▶ **Exercise description**:
Report every line of the data below that contains the string "target", copying each such line in full. Case counts.

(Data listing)
================================

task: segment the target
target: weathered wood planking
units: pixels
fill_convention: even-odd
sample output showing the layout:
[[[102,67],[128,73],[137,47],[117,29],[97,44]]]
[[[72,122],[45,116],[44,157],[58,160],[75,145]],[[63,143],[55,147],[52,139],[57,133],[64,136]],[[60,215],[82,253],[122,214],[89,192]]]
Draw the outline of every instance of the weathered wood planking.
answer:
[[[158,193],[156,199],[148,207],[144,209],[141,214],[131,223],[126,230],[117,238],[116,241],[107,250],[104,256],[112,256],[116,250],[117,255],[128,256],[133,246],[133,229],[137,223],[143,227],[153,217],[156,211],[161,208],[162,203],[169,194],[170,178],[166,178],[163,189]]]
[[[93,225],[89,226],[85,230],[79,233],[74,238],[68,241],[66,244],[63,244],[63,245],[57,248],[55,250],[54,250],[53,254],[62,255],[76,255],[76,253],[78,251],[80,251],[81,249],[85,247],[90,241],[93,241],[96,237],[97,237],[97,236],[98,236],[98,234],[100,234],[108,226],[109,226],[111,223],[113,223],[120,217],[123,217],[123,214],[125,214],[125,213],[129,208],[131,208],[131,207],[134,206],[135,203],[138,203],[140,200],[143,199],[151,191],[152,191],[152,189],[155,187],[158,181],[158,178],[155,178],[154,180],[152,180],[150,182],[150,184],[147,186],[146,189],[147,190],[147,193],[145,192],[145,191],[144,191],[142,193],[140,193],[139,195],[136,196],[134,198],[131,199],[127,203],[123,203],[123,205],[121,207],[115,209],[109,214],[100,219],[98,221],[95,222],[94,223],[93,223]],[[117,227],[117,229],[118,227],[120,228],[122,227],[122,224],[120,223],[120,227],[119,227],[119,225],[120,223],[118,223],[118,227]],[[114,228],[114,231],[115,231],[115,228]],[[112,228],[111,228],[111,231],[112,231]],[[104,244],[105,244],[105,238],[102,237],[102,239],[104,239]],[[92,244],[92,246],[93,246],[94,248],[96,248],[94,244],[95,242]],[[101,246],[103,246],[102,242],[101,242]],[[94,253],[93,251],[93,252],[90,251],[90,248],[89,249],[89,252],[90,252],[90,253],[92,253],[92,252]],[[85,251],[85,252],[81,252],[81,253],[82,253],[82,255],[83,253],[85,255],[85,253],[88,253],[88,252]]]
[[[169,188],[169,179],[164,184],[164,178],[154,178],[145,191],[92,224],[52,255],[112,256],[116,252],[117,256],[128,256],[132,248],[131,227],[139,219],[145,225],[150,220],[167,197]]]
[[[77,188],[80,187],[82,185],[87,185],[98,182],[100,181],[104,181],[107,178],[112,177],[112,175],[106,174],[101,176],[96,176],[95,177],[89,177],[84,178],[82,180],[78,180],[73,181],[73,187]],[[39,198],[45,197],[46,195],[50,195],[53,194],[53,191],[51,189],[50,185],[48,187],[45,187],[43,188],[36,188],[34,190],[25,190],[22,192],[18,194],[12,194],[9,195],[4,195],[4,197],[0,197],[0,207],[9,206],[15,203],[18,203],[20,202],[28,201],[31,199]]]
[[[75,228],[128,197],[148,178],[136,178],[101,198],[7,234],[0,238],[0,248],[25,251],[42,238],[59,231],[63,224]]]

================================

▶ **Solution to the problem**:
task: segment the target
target: weathered wood planking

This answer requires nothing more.